• _Фрагмент страницы_:
• • • • •
Страница 8 из 14
«Покайтесь!»[20]
Историю, которую мы рассказываем, продолжал Арабов, не надо воспринимать как сцены из английской жизни. Сам Шоу назвал свою пьесу лишь фантазией. Эта история, как нам кажется, могла произойти в любой стране, в любое время. Первая мировая война открыла новую страницу не только в истории как таковой, но и в истории взглядов на человека. Она разрушила представление о человеке – центре и смысле вселенной. Человек стал щепкой. Мы не можем с этим согласиться. Наш фильм о том, что человек, не отгораживающийся от мира, способен в нем что-то изменить.
В 1987 году «Скорбное бесчувствие» наконец-то получает разрешительное удостоверение. Зритель картину не принял и не понял. Зато критики выстроились в очередь. «Эпоха модерна мифологизировала историю, – так примеривалась к фильму К. Добротворская. – Пророк «заката Европы» Шпенглер писал о неизбежности перехода европейской, «фаустовской» культуры в бездушную цивилизацию, о грядущей смене «организма» «механизмом». Этот перелом происходит и в «Скорбном бесчувствии» – «организм» начинает существовать по законам «механизма», а живая история – по правилам мифа. Обитатели Дома-Ковчега вызывающе равнодушны к истории, и она в отместку стирает их с лица земли, погружает в пучины библейского потопа. Мифологическое и историческое пространства смыкаются, как смыкаются игровые кадры и хроника»[21].
«В фильме Александра Сокурова «Скорбное бесчувствие» по пьесе Бернарда Шоу «Дом, где разбиваются сердца» на фоне экспрессивной фонограммы оживает и обретает динамическое воплощение эстетика английского модерна начала двадцатого века. Стиль трагической эпохи, ознаменовавшей прощание с великолепием девятнадцатого века»[22].
Автор публикации Андрей Дьяченко называет имена видных английских мастеров эпохи модерна, чьи мотивы, приемы, образная стилистика так или иначе нашли выражение в картине Сокурова – Арабова: Крейна, Бердслея, Макинтоша. «В мире «Скорбного бесчувствия» действительно разбиваются сердца, после чего его герои превращаются в призраков Макинтоша».
«Сокуров выстраивает лабиринт разнообразных эпизодов; отстраненные документальные кадры в столкновении с предельно стилизованными игровыми фрагментами создают напряженнейший контрапункт, который отражает исполненное противоречий декадентское бегство от действительности»[23].
• • • • •
• _Исходные данные_:
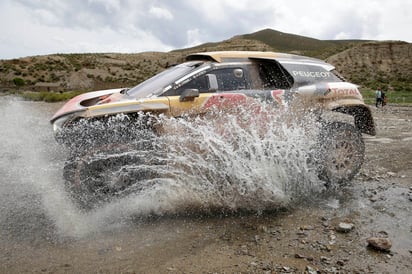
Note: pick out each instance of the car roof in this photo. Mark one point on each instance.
(222, 56)
(227, 56)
• • • • •
• _Задания_:
(1) В каком году, согласно отрывку о фильме «Скорбное бесчувствие», картина получила разрешительное удостоверение?
(2) Перечислите всех английских мастеров эпохи модерна, которых, согласно отрывку о фильме «Скорбное бесчувствие», называет Андрей Дьяченко.
(3) Продолжите отрывок о фильме «Скорбное бесчувствие», начав сразу после его последнего предложения.
Для выполнения заданий данные не потребуются.

• _Ответы к заданиям_:
(1) В 1987 году.

(2) Крейн, Бердслей, Макинтош.

(3)
Очень интересная дискуссия развернулась между критиками нынешнего среднего поколения, стремившимися в «перестройку» попасть в число «заводил»: М. Ямпольским и А. Тимофеевским.
В интеллектуальном тексте Ямпольского я три раза встретил слово «абсурд». К примеру: «На первый взгляд, фильм предстает как странное скопище нелепиц… Понятно, что все эти приметы отсылаются к стихии бурлеска или даже комедии абсурда – жанрам малопривычным для нашего зрителя».
«Комедия абсурда» меня встряхнула. Ведь абсурдизм «Скорбного бесчувствия» проник в мое сознание после первого просмотра. Но разочек Ямпольский упоминает слово «модерн». Сейчас, когда я пишу эту книжку, модерн привлекает меня больше абсурда.
Ямпольский делает вывод: «Скорбное бесчувствие» – критика безумного и оскверняющего потребительства в области культуры, потребительства трагического перед лицом исторической катастрофы, которой он не может противопоставить подлинных ценностей, ничего, кроме жадного самопожирания – своеобразного каннибализма (тема каннибализма ясно проступает в финальном пиршестве). Культура может быть как средством гипноза и усыпления сознания, так и фактором его пробуждения, активизации»[24].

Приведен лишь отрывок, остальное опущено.